INPUT DATA |

..........

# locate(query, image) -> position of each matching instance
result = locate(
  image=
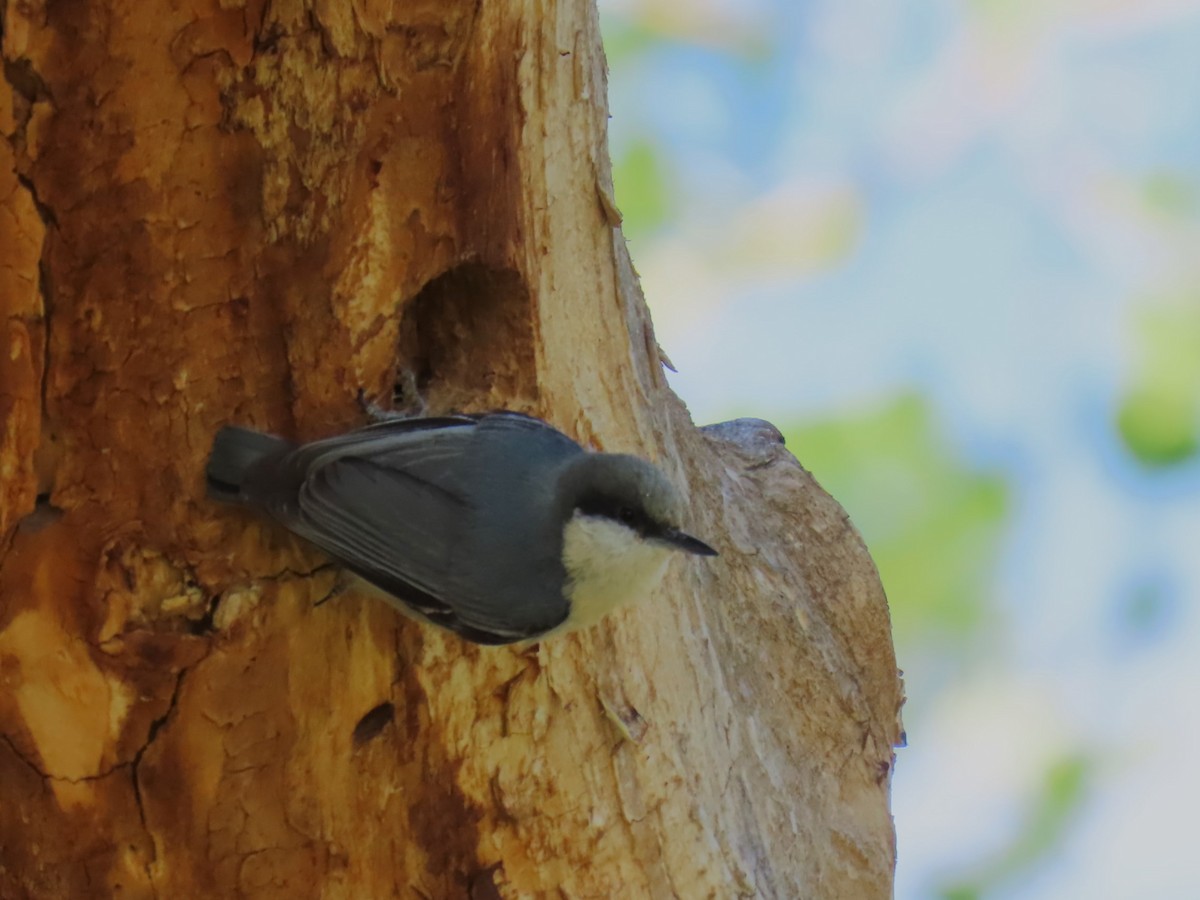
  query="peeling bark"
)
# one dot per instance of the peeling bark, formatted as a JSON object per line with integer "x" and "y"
{"x": 256, "y": 213}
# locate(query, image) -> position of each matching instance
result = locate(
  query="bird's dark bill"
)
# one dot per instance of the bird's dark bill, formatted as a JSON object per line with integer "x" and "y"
{"x": 685, "y": 543}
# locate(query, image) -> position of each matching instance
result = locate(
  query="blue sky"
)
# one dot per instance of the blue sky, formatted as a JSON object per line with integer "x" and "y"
{"x": 978, "y": 202}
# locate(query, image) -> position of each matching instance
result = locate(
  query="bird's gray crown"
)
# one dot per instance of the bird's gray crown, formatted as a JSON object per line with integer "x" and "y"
{"x": 627, "y": 489}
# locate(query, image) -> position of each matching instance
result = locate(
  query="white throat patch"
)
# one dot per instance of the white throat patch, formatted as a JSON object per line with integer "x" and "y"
{"x": 607, "y": 564}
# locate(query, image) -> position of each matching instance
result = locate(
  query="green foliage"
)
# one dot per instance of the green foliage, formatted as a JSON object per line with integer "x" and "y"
{"x": 1047, "y": 823}
{"x": 641, "y": 184}
{"x": 933, "y": 525}
{"x": 1158, "y": 418}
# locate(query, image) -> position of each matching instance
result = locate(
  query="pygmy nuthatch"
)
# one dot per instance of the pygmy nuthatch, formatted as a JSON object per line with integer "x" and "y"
{"x": 497, "y": 527}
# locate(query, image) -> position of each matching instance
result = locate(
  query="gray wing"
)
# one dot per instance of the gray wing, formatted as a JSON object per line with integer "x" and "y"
{"x": 389, "y": 503}
{"x": 397, "y": 503}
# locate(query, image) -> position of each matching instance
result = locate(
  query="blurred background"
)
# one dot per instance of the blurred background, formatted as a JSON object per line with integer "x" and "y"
{"x": 952, "y": 247}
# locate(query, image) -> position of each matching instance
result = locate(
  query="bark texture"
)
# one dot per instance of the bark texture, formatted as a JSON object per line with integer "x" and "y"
{"x": 219, "y": 211}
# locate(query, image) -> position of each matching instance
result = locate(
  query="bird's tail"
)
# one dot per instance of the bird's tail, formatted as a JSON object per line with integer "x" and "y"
{"x": 234, "y": 453}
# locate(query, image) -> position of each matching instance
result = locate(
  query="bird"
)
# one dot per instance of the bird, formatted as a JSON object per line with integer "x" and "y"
{"x": 497, "y": 527}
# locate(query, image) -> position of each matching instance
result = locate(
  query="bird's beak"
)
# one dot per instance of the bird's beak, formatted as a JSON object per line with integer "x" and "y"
{"x": 678, "y": 540}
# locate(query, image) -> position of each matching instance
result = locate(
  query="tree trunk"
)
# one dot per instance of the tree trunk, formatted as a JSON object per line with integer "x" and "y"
{"x": 217, "y": 213}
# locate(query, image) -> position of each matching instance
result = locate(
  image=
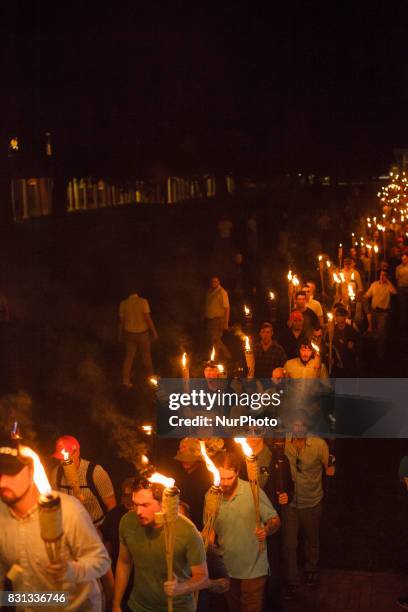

..........

WHAT TO PRODUCE | Which lines in the entries above contain the string "pygmy"? List every such line in full, and count only matches with the same case.

COMPLETED EXERCISE |
  query="pygmy nuthatch"
# one dot per instance of the pygmy nuthatch, formatted as a JSON object per line with integer "x" and "y"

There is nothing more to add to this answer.